*** Texto fornecido
O sofrimento vai acabar?
É a pergunta de respostas várias a partir da leitura de um cartaz de propaganda religiosa – e que religião interessa agora? –, protegido por duas mulheres, bem vestidas, de sorrisos estampados no rosto, como quem vende a felicidade a troco de palavras roubadas a transeuntes da rua Nossa Senhora de Copacabana, numa segunda-feira, pela manhã, num final de verão com muito sol, depois de uns dias de chuva tropical.
Retardo o passo, sem a minha curiosidade se mostrar, e aprecio demoradamente o quadro desumano que está a ser pintado por pessoas de caminhos descruzados. Mais atrás e mais à frente deste cartaz que promete acabar com o sofrimento – e saberão essas duas mulheres os sofrimentos que as pessoas transportam no interior de seus corpos e mentes? – há uma imagem surrealista, difícil de ser aceite num mundo que deveria ser mais humano.
Jovens, e contei cerca de vinte, num curto espaço de tempo, maioritariamente na adolescência, e mais homens do que mulheres, dormem indiferentes na rua, tendo por almofada um cartão e por colchão o chão da rua, movimentada de carros, cheia de vendedores de publicidade e apressada nos passos que cada um dá sem olhar para o lado.
Comparo as duas imagens e o surreal fica ainda mais difícil de entender, porque o sofrimento está ali, estampado nos corpos semimortos, desumanos, desprezados, abandonados, ignorados e incompreendidos, mesmo por aqueles que prometem, pelas palavras, acabar com o sofrimento.
Mas não, o seu público é outro, por isso estão ali na rua movimentada de pessoas, procurando falar mais com os velhinhos do que com as crianças e jovens, já que destes salta a alegria e daqueles a tristeza, como se a vida fosse um carrossel de gente feliz com lágrimas, em que se chora apenas num determinado período da idade.
Mas também não, nada é assim tão linear, porque o sofrimento não escolhe idades.
No regresso ao hotel, no posto 3 de Copacabana, caminhei pela avenida Atlântica, pejada de turistas, de pessoas em direção à praia, de vendedores de tanta coisa, de bares com música brasileirinha, de chopes matando a sede, porque para a boa cerveja não há hora determinada, e não encontro qualquer cartaz religioso perguntando pelo fim do sofrimento.
Também não vejo jovens dormindo no passeio e se por ali andarem ficam no radar da polícia, não consentindo que se pintem quadros de miséria humana nesse espaço tão idílico e insofrido.
Mas encerro esta visão, deixando para trás dias memoráveis em Paraty, numa viagem pela costa de muitos quilómetros e de muita beleza natural, sobretudo de uma cidade que sabe receber, que tem passado histórico e que se abre de um modo hospitaleiro a seus visitantes. E para quem já leu crónicas minhas do Rio de Janeiro, e se através delas conheceu, pelas palavras sempre incompletas que pude escrever sobre ele, o Alfredinho do Bip-Bip, só lamento dizer que já partiu para o céu do samba e do chope, sendo agora mais tristes as noites por Copacabana.
******
= Instrução da tarefa A =
Na crónica sobre Copacabana, quantos jovens foram contados a dormir na rua?
= Instrução da tarefa B =
Reproduza fielmente o trecho da crónica sobre Copacabana de "É a pergunta" a "de chuva tropical.".
*** Listagem fornecida
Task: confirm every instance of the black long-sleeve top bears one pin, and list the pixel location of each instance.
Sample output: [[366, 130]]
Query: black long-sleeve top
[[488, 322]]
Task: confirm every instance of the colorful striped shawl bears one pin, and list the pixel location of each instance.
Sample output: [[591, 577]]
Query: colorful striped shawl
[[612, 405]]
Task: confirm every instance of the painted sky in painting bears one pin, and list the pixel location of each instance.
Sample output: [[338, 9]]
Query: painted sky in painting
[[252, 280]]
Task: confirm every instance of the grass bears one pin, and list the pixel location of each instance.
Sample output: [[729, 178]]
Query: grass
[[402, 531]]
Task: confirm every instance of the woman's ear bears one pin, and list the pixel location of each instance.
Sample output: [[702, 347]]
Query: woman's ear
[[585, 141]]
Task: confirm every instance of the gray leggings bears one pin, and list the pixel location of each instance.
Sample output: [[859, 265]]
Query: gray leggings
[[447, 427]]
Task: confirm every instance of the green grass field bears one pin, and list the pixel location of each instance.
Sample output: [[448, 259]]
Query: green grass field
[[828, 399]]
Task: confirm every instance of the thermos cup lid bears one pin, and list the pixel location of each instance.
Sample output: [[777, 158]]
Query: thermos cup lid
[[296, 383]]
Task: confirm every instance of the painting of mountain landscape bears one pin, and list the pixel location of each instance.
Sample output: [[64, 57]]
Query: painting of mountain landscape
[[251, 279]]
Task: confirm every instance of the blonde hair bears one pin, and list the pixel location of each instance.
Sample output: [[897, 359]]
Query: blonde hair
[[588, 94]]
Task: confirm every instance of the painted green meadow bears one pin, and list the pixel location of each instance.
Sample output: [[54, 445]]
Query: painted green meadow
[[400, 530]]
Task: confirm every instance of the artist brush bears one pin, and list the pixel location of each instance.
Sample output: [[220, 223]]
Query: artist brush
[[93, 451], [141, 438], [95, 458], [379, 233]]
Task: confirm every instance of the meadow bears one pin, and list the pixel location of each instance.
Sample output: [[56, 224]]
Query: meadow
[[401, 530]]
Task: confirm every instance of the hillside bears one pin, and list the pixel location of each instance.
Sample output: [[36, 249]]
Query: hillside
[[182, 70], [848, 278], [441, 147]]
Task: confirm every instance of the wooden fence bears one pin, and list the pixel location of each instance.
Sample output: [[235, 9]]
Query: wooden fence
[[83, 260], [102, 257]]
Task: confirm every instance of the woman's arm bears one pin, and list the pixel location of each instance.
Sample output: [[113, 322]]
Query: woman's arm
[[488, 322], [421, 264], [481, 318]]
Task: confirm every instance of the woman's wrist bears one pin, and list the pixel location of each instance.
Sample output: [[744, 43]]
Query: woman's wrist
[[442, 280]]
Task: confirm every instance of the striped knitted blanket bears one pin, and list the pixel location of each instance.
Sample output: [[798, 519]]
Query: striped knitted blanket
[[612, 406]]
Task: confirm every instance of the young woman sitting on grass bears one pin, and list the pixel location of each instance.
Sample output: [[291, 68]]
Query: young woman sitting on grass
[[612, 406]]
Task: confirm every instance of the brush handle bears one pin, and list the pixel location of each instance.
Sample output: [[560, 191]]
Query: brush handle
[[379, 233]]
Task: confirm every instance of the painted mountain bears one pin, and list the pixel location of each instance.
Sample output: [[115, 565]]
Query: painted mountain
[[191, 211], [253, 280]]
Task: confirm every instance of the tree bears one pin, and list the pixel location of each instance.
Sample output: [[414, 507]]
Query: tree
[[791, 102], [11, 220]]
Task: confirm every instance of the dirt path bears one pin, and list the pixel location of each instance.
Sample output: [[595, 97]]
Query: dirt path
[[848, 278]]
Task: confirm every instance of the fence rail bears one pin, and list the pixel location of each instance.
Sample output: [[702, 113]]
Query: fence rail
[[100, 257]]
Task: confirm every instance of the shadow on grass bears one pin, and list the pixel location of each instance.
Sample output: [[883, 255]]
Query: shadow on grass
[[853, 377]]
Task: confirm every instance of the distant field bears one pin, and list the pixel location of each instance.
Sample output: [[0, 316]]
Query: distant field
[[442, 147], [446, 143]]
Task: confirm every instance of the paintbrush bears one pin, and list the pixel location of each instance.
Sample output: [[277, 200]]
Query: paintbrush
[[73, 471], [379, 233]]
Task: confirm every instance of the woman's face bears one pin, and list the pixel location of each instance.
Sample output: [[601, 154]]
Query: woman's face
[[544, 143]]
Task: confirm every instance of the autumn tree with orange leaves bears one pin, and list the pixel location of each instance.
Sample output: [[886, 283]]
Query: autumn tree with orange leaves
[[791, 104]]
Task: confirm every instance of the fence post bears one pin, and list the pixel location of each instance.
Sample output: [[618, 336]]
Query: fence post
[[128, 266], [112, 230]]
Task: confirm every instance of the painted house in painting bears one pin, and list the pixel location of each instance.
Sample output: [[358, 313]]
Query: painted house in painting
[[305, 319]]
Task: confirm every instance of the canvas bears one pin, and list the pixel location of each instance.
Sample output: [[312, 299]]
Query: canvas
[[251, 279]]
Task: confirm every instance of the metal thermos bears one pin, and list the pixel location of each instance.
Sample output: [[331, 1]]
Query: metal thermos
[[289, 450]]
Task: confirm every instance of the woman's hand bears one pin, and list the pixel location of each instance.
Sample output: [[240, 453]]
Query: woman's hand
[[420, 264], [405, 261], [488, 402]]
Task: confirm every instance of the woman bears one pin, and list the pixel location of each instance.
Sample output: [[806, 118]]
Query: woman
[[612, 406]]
******
= Resposta escrita A =
Cerca de vinte.

= Resposta escrita B =
É a pergunta de respostas várias a partir da leitura de um cartaz de propaganda religiosa – e que religião interessa agora? –, protegido por duas mulheres, bem vestidas, de sorrisos estampados no rosto, como quem vende a felicidade a troco de palavras roubadas a transeuntes da rua Nossa Senhora de Copacabana, numa segunda-feira, pela manhã, num final de verão com muito sol, depois de uns dias de chuva tropical.